(Extracted records)

********

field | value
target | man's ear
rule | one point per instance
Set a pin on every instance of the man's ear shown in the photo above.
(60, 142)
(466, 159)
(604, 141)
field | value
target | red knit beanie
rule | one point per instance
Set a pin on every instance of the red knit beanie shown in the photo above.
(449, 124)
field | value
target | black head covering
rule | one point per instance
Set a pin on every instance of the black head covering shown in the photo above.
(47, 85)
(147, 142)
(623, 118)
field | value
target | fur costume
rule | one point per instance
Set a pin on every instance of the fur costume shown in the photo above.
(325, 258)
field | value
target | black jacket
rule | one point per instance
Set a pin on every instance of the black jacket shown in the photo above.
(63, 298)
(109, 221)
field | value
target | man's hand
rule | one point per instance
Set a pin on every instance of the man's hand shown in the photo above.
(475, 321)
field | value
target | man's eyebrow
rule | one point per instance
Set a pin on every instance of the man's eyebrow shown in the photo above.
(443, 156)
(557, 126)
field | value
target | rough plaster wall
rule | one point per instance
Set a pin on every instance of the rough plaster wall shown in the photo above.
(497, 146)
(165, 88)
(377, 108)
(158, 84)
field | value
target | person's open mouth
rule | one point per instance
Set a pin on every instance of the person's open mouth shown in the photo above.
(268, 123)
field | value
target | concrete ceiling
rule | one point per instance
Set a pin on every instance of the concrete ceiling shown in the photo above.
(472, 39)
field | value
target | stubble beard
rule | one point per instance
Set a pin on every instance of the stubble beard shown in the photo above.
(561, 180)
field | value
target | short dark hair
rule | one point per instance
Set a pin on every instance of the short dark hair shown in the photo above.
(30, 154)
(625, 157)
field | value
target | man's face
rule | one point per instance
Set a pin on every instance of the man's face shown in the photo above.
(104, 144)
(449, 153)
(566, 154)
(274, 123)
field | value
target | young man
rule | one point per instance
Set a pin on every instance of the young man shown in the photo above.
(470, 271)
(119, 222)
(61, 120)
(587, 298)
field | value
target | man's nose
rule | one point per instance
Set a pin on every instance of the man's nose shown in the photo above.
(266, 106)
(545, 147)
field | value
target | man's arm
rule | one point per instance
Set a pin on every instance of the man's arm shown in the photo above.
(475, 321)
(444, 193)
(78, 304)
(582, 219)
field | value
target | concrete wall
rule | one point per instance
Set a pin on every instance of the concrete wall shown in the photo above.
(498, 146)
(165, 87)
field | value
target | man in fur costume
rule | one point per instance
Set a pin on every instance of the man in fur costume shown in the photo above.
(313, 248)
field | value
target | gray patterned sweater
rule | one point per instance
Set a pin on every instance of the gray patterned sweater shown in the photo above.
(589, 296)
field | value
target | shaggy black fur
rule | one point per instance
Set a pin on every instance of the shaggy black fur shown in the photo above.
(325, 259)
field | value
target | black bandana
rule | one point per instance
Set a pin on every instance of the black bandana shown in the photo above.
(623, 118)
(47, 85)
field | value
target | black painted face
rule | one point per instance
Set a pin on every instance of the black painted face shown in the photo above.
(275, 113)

********

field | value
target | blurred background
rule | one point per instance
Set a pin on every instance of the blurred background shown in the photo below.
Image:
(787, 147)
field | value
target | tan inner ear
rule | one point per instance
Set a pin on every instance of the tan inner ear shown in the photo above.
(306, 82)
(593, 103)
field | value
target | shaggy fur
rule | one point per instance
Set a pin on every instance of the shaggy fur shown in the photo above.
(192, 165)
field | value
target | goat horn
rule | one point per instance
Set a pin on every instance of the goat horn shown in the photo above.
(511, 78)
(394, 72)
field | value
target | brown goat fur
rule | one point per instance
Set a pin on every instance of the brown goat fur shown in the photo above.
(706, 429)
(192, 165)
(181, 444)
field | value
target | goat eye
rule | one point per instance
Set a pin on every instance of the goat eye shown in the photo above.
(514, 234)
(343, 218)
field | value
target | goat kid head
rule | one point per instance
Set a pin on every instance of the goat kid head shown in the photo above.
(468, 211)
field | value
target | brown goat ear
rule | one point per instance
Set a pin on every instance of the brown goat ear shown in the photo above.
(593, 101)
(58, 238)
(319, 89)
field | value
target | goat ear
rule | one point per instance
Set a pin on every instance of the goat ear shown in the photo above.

********

--- Work instructions ---
Please report, as a bare number, how many lines of the data contain the word "background".

--- Final answer ---
2